::: Given text

3.2 Organization. The Company is a corporation duly organized, validly
existing and in good standing under the laws of the State of
Delaware and has
full power and authority to own, lease and operate its assets and to carry on
the Business. The Company is duly licensed, registered and qualified to do
business as a foreign corporation and is in good standing in all jurisdictions
in which the ownership, leasing or operation of its assets or the conduct of its
business requires such qualification, except where the failure to be so
licensed, registered or qualified would not have a material adverse effect upon
its assets or operations. Schedule 3.2 sets forth each state or other
jurisdiction in which the Company is licensed or qualified to do business.
3.3 No Conflict. The execution and delivery of this Agreement and the
consummation of the transactions contemplated hereby will not result in the
creation of any Lien or, except as set forth in Schedule 3.3, the termination or
acceleration of any indebtedness or other obligation of the Company, and are not
prohibited by, do not violate or conflict with any provision of, and do not
constitute a default under or a breach of (a) the Certificate of Incorporation
or Bylaws of the Company, (b) any Material Contract (as defined in Section 3.19
below), (c) any order, writ, injunction, decree or judgment of any court or
governmental agency, or (d) any law, rule or regulation applicable to the
Company. No approval, authorization, registration, consent, notice, order or
other action of or filing with any Person, including any Governmental Entity, is
required for the execution and delivery by the Company of this Agreement or the
consummation of the transactions contemplated hereby, other than as set forth on
Schedule 3.3.

::::::

Short problem 1: Copy the contract clauses word for word, in full.

::: Data in this exercise

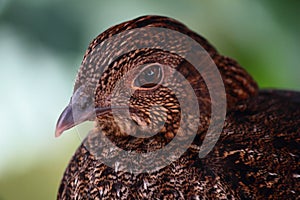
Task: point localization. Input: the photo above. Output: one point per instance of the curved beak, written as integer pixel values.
(72, 116)
(65, 121)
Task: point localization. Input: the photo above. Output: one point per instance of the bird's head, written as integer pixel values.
(128, 69)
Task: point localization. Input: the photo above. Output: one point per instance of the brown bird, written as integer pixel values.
(132, 82)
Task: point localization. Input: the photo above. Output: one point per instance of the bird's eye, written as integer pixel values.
(149, 77)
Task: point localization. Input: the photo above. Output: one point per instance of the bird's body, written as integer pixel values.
(255, 157)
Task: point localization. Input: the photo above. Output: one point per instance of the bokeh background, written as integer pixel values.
(41, 46)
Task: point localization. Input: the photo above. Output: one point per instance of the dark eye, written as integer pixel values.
(149, 77)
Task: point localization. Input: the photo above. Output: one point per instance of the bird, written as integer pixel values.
(255, 156)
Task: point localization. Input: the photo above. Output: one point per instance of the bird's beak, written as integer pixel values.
(75, 114)
(65, 121)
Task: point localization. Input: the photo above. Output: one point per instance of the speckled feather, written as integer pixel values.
(256, 156)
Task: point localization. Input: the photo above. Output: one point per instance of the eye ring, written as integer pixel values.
(150, 77)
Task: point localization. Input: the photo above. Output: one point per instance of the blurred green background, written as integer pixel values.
(42, 44)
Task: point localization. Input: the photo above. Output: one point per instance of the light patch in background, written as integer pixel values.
(34, 87)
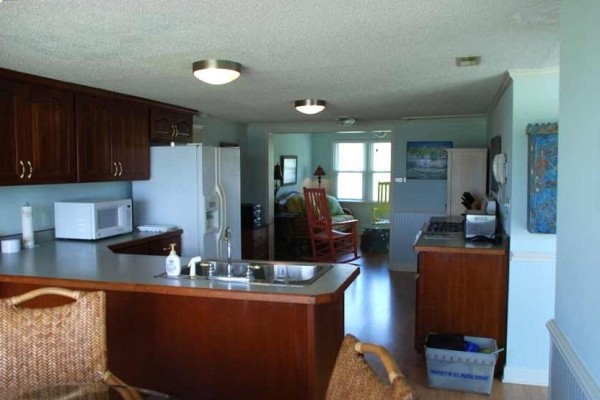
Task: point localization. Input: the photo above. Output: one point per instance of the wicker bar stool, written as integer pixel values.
(66, 344)
(353, 377)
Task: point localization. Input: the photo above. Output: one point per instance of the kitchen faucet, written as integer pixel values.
(228, 240)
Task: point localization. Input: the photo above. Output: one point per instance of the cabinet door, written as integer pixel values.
(131, 149)
(10, 169)
(183, 127)
(48, 116)
(94, 140)
(170, 126)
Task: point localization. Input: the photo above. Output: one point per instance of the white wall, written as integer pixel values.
(578, 233)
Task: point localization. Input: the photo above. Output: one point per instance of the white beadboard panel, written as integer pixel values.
(524, 376)
(569, 378)
(531, 296)
(533, 257)
(406, 226)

::::::

Short problem 2: Find every line in the rows that contains the string "bird" and copy each of those lines.

Final answer 1:
3.2 Organization. The Company is a corporation duly organized, validly
existing and in good standing under the laws of the State of
Delaware and has
full power and authority to own, lease and operate its assets and to carry on
the Business. The Company is duly licensed, registered and qualified to do
business as a foreign corporation and is in good standing in all jurisdictions
in which the ownership, leasing or operation of its assets or the conduct of its
business requires such qualification, except where the failure to be so
licensed, registered or qualified would not have a material adverse effect upon
its assets or operations. Schedule 3.2 sets forth each state or other
jurisdiction in which the Company is licensed or qualified to do business.
3.3 No Conflict. The execution and delivery of this Agreement and the
consummation of the transactions contemplated hereby will not result in the
creation of any Lien or, except as set forth in Schedule 3.3, the termination or
acceleration of any indebtedness or other obligation of the Company, and are not
prohibited by, do not violate or conflict with any provision of, and do not
constitute a default under or a breach of (a) the Certificate of Incorporation
or Bylaws of the Company, (b) any Material Contract (as defined in Section 3.19
below), (c) any order, writ, injunction, decree or judgment of any court or
governmental agency, or (d) any law, rule or regulation applicable to the
Company. No approval, authorization, registration, consent, notice, order or
other action of or filing with any Person, including any Governmental Entity, is
required for the execution and delivery by the Company of this Agreement or the
consummation of the transactions contemplated hereby, other than as set forth on
Schedule 3.3.

Final answer 2:
Task: point localization. Input: the photo above. Output: one point per instance of the bird's head, written as integer pixel values.
Task: point localization. Input: the photo above. Output: one point per instance of the brown bird, written as integer pixel values.
Task: point localization. Input: the photo above. Output: one point per instance of the bird's eye, written as integer pixel values.
Task: point localization. Input: the photo above. Output: one point per instance of the bird's body, written as integer pixel values.
Task: point localization. Input: the photo above. Output: one point per instance of the bird, written as integer pixel values.
Task: point localization. Input: the photo above. Output: one point per instance of the bird's beak, written as integer pixel values.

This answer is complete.